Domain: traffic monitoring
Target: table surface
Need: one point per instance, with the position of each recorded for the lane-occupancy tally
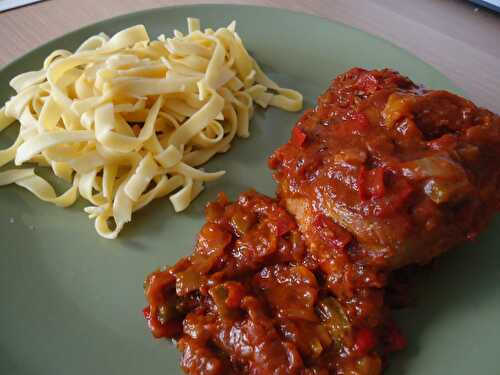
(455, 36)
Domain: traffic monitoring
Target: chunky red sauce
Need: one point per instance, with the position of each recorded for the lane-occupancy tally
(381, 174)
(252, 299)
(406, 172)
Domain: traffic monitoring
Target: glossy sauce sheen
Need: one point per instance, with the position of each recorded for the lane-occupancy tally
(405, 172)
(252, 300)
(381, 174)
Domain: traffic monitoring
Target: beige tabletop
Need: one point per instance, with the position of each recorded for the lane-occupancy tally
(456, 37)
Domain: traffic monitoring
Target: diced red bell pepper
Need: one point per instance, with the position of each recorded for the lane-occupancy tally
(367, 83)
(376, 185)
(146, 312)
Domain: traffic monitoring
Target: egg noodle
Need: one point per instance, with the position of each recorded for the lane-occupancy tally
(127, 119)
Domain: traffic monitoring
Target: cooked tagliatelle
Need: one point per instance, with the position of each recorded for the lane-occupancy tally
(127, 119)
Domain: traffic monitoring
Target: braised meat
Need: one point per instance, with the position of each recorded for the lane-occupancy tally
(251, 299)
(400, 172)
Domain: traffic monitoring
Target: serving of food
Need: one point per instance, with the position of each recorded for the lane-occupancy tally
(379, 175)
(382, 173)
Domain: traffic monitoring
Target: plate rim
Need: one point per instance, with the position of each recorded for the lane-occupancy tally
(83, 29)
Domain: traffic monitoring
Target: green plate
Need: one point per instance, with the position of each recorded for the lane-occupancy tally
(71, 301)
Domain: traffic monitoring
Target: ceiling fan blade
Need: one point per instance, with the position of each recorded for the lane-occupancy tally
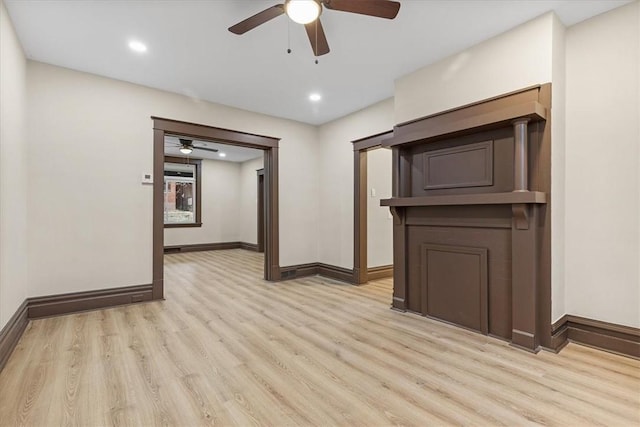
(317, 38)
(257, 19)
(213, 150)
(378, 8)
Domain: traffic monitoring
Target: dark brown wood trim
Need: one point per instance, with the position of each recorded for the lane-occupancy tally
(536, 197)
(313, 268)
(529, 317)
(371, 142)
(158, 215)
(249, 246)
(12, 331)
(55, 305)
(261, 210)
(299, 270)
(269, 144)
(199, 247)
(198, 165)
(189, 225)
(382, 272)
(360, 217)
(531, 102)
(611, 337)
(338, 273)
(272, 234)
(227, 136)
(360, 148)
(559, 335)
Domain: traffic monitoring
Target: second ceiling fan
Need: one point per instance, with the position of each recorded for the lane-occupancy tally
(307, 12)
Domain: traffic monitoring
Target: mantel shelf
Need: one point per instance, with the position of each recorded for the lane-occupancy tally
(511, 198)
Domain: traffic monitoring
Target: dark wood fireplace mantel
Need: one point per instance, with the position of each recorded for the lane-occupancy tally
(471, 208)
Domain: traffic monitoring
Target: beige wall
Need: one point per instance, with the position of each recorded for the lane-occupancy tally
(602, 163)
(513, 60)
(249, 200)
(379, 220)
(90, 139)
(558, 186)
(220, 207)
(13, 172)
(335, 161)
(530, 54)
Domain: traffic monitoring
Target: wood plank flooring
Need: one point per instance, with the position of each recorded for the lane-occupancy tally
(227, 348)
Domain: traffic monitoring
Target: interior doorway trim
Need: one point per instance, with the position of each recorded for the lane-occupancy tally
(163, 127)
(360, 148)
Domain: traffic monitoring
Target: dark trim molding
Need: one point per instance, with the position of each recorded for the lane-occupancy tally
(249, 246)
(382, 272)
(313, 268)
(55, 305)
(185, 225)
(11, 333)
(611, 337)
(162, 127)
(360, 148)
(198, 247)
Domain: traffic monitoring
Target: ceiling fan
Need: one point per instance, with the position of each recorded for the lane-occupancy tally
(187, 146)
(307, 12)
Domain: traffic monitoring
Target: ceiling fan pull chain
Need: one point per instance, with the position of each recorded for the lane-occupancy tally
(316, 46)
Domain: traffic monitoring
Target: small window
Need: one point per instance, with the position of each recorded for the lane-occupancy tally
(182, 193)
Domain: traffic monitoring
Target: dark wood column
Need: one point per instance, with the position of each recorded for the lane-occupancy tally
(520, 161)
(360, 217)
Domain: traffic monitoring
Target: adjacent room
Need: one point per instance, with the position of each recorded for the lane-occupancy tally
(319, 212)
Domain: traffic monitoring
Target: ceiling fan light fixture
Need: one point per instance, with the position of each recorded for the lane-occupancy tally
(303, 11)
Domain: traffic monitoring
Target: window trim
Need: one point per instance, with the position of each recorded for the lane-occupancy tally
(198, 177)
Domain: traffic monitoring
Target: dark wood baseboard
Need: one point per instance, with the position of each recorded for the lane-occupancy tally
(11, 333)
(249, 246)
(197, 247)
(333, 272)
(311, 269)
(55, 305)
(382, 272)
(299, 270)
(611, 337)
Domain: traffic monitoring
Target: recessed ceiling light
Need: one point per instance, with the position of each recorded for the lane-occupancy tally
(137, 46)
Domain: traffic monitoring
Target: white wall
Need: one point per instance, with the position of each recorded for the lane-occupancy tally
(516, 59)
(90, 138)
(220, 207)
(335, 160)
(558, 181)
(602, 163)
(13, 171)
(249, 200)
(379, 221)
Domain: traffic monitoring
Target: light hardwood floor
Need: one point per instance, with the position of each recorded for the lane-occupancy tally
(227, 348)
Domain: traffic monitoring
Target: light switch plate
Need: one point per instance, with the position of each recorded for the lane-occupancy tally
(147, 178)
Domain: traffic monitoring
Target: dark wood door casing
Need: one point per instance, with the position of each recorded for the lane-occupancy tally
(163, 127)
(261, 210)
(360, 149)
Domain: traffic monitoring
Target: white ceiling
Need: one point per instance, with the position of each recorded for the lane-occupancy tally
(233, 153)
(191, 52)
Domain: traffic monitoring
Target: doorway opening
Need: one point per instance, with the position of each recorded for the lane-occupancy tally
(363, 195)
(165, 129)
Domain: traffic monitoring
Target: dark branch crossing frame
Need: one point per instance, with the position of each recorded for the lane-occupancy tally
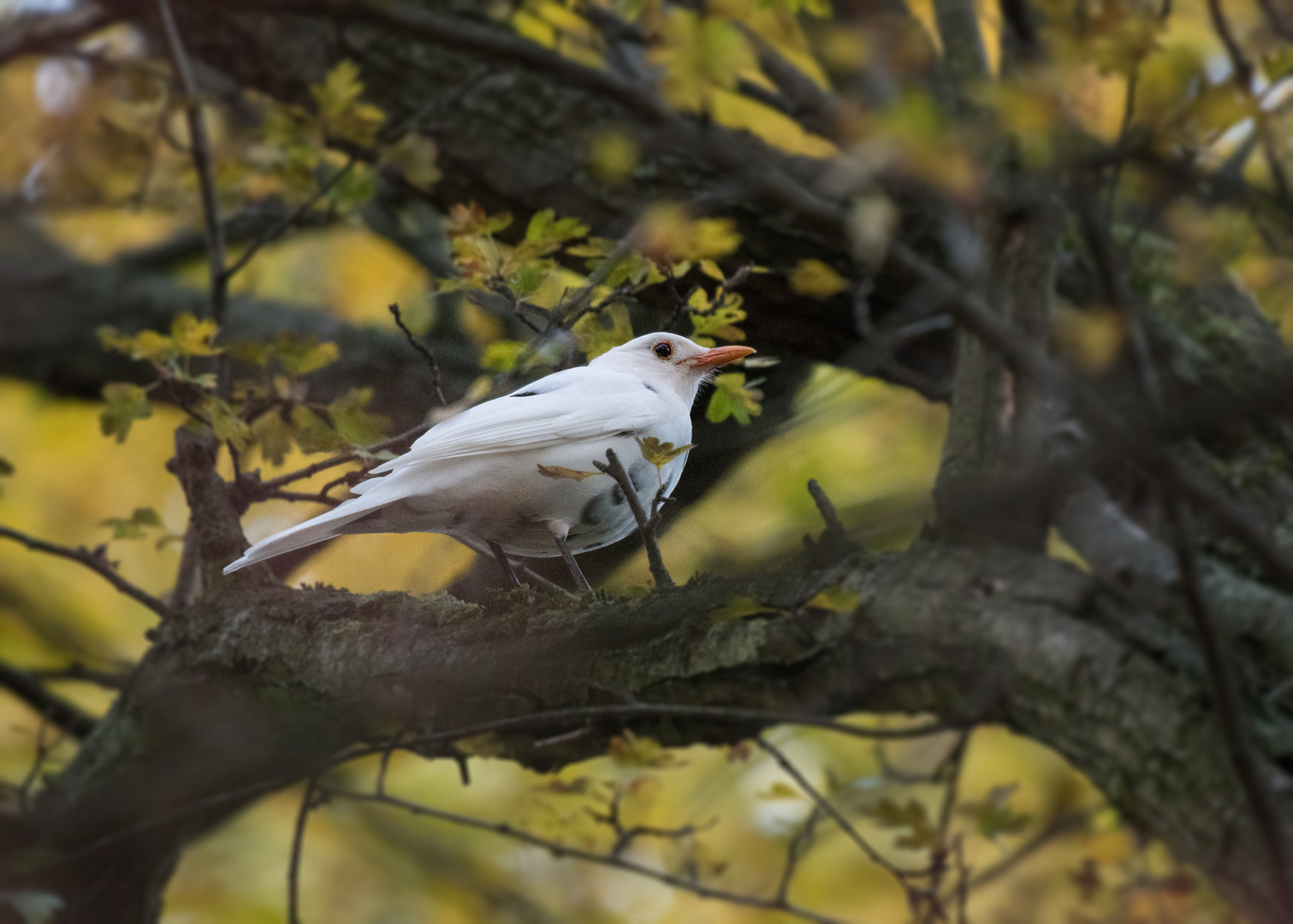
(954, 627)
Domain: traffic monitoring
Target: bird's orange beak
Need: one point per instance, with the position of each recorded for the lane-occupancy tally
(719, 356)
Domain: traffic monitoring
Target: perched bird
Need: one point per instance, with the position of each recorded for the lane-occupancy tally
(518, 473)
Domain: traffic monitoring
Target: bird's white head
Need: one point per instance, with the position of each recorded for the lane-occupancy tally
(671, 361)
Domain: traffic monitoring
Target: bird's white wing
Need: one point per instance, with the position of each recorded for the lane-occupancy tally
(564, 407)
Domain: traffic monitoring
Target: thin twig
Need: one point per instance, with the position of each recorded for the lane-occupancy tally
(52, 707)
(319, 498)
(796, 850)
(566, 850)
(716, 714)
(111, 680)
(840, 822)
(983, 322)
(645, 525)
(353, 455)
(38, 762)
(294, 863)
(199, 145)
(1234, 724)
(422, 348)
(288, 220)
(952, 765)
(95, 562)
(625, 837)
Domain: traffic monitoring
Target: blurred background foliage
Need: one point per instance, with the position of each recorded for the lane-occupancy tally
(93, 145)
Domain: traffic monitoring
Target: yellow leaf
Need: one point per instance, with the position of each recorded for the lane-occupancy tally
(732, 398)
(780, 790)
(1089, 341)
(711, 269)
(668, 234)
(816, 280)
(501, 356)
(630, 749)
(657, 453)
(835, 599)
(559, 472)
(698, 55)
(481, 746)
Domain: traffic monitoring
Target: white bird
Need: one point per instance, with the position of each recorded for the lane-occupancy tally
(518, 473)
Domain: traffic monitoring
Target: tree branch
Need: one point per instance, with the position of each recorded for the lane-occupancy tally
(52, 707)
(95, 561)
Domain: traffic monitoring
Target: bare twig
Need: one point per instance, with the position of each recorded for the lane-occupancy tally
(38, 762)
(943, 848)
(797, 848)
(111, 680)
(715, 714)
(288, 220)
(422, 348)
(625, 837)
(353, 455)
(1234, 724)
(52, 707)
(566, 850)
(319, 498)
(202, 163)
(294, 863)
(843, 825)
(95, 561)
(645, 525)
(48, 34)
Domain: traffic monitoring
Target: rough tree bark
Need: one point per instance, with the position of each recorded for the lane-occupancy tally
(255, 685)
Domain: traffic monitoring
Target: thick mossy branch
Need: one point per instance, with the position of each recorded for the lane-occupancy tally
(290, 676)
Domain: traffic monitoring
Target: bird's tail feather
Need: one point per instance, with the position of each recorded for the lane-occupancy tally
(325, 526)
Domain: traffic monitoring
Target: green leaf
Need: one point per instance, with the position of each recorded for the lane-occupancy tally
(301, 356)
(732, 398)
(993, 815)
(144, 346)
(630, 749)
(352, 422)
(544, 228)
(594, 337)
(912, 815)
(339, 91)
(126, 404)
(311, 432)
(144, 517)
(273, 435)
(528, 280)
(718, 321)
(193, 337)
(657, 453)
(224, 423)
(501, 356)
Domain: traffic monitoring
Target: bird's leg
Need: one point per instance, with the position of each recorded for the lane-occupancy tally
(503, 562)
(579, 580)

····················

WORK TO COMPLETE: Your answer should be only a number: how many lines of the data above contain the string "trim"?

EXERCISE RESPONSE: 4